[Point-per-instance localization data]
Content starts
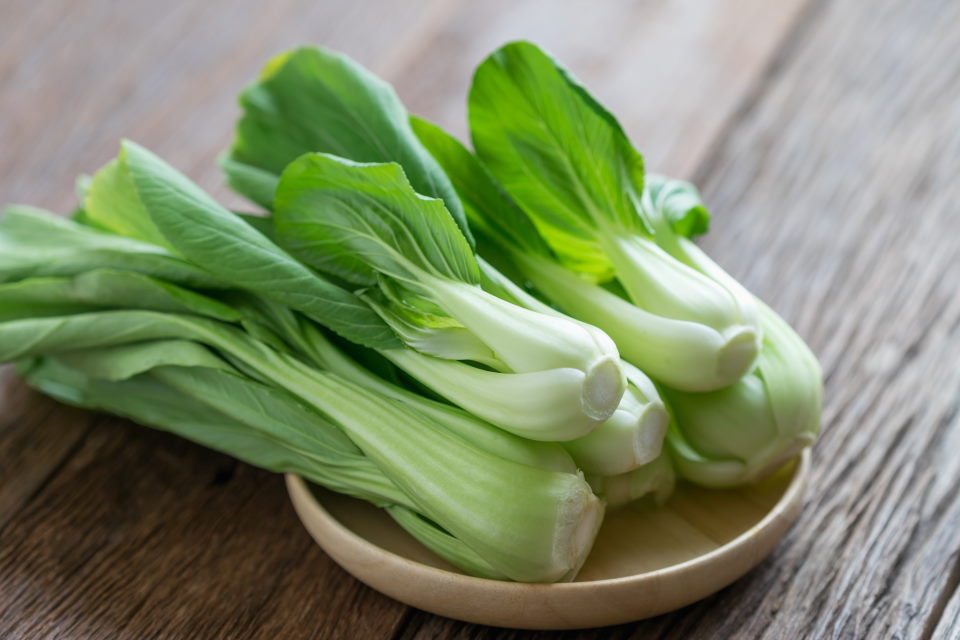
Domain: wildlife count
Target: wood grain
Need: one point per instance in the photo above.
(143, 535)
(686, 63)
(831, 172)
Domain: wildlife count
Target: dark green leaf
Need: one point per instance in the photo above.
(557, 151)
(314, 100)
(491, 212)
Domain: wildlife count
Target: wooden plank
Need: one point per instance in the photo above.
(948, 626)
(673, 72)
(36, 435)
(144, 535)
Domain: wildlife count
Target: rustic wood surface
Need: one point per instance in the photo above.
(826, 137)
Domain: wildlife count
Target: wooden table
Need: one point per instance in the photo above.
(826, 137)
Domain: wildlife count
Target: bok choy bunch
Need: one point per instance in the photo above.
(303, 102)
(402, 279)
(118, 325)
(568, 165)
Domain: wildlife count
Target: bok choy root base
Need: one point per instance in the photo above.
(494, 346)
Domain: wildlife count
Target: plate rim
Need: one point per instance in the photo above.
(792, 499)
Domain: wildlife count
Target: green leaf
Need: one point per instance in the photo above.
(103, 289)
(557, 151)
(490, 211)
(259, 185)
(315, 100)
(35, 243)
(359, 221)
(679, 203)
(113, 204)
(223, 244)
(121, 362)
(255, 423)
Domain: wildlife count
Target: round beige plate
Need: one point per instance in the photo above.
(645, 561)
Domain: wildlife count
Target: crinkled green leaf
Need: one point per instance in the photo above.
(104, 289)
(315, 100)
(490, 211)
(36, 243)
(360, 220)
(557, 152)
(223, 244)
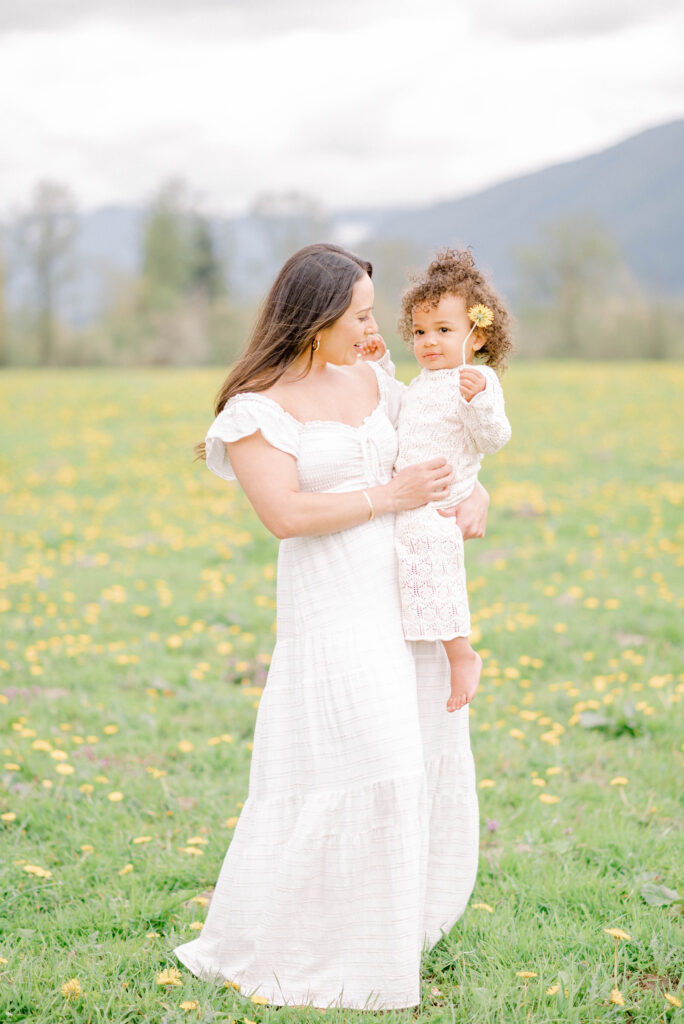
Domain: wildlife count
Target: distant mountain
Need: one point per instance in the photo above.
(634, 189)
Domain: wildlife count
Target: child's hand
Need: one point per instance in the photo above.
(373, 348)
(471, 382)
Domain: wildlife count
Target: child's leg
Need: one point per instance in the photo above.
(466, 666)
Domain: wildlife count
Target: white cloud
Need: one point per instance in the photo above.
(414, 107)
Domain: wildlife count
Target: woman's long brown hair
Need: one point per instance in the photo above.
(311, 291)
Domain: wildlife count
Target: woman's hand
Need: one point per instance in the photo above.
(416, 485)
(471, 514)
(373, 347)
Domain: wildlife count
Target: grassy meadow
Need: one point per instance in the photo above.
(137, 602)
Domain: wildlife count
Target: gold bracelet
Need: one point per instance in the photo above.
(368, 499)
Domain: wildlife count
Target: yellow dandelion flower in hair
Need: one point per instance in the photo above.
(480, 315)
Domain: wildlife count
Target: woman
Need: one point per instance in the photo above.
(357, 843)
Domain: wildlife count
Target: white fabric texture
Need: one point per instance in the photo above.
(357, 843)
(436, 420)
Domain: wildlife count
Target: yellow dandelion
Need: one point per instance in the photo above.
(480, 315)
(617, 933)
(72, 989)
(169, 977)
(40, 872)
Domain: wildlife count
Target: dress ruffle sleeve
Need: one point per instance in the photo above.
(243, 416)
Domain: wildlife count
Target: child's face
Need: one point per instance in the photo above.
(439, 331)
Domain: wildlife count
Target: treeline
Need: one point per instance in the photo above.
(193, 296)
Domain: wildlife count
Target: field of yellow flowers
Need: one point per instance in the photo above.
(137, 603)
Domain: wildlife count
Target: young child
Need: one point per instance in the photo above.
(456, 411)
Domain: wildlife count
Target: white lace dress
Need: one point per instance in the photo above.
(435, 420)
(357, 843)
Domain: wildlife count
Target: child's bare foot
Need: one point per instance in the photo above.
(466, 666)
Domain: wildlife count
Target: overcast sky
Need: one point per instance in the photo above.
(355, 102)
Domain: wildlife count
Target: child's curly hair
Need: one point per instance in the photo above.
Content ends
### WORK ITEM
Restate all entries exactly; pictures stay out.

### ANSWER
Domain: wildlife count
Target: wood grain
Need: one point per instance in the photo above.
(143, 535)
(686, 63)
(831, 172)
Domain: wildlife count
Target: dark green leaf
Need: one point per instance in the photo above.
(557, 151)
(314, 100)
(491, 212)
Domain: wildlife count
Target: wooden plank
Need: one point per instance in the photo above.
(948, 626)
(673, 72)
(36, 435)
(144, 535)
Domain: wildlife count
Target: rustic wood surface
Need: one point per instance in the photo above.
(826, 137)
Domain: wildlife count
Target: wooden table
Need: one point per instance in the photo above.
(826, 137)
Domain: wildlife count
Target: bok choy bunch
Need: one point per instance in the photo above.
(303, 102)
(402, 279)
(118, 325)
(568, 165)
Domain: wildlife count
Target: bok choy root base
Need: one point per instance in the photo above.
(494, 346)
Domain: wildlife count
Target: plate rim
Need: one point per instance in the photo above.
(792, 499)
Domain: wildlife count
Target: green leaf
Need: one point per instance in the photo above.
(103, 289)
(557, 151)
(490, 211)
(259, 185)
(315, 100)
(35, 243)
(359, 221)
(679, 203)
(113, 204)
(223, 244)
(121, 362)
(255, 423)
Domain: wildlife count
Target: round beige plate
Need: one point per instance in the photo above.
(645, 561)
Domain: wildlife count
Target: crinkled green leaf
Need: one point per instance in the photo above.
(104, 289)
(315, 100)
(490, 211)
(36, 243)
(360, 220)
(557, 152)
(223, 244)
Domain: wildlife count
Target: distant mountain
Need: one point per instance in the photo above.
(634, 189)
Domain: wildlife count
Target: child's hand
Need: one point per instance in the photo above.
(373, 348)
(471, 382)
Domain: wildlife count
Target: child's leg
Need: one point per instance in the photo above.
(466, 666)
Domain: wildlife count
Target: white cloud
Need: one point per instance in the photo above.
(414, 107)
Domain: wildlife count
Target: woman's long brown hair
Need: one point per instance in the photo above.
(311, 291)
Domain: wildlife count
Target: woman's hand
Need: one point per instance in the photo above.
(416, 485)
(471, 514)
(373, 347)
Domain: wildlife count
Target: grassy meadow
Need: one point per instance in the photo above.
(137, 602)
Domain: wildlife count
Target: gold bracelet
Need: one point per instance in the photo above.
(368, 499)
Domain: wildlife count
Target: yellow dandelion flower in hair
Need: one point per instance in the photo above.
(480, 315)
Domain: wildlife count
Target: woman
Need: one point per instance in the photo above.
(357, 843)
Domain: wildlife count
Target: white fabric texture
Need: one point per instance in the photo above.
(357, 843)
(436, 420)
Domain: wildlife count
Target: yellow dandelion
Need: one point per instance in the photo above.
(480, 315)
(617, 933)
(72, 989)
(169, 977)
(40, 872)
Domain: wildlife count
Target: dress ruffle sleeve
Need: one point per instance in the photo above.
(243, 416)
Domain: wildlife count
Target: child's face
Need: one point per instance in the photo above.
(439, 331)
Domain: wildlife count
Target: treeline
Need: one point per instance in the photo above.
(193, 296)
Domain: wildlife count
Target: field of yellow flowers
Need: one point per instance in the photo above.
(137, 603)
Domain: wildlife count
Target: young child
Need: one point per instance in the photo above.
(456, 411)
Domain: wildlife count
Target: white lace dress
Need: one point per instance in the photo above.
(435, 420)
(357, 843)
Domain: wildlife count
Target: child's bare foot
Need: one point per instance in the photo above.
(466, 666)
Domain: wildlife count
Target: overcast sky
Need: one point per instance in the photo above.
(355, 102)
Domain: wildlife count
Target: child's curly hair
Need: one point per instance in the photo above.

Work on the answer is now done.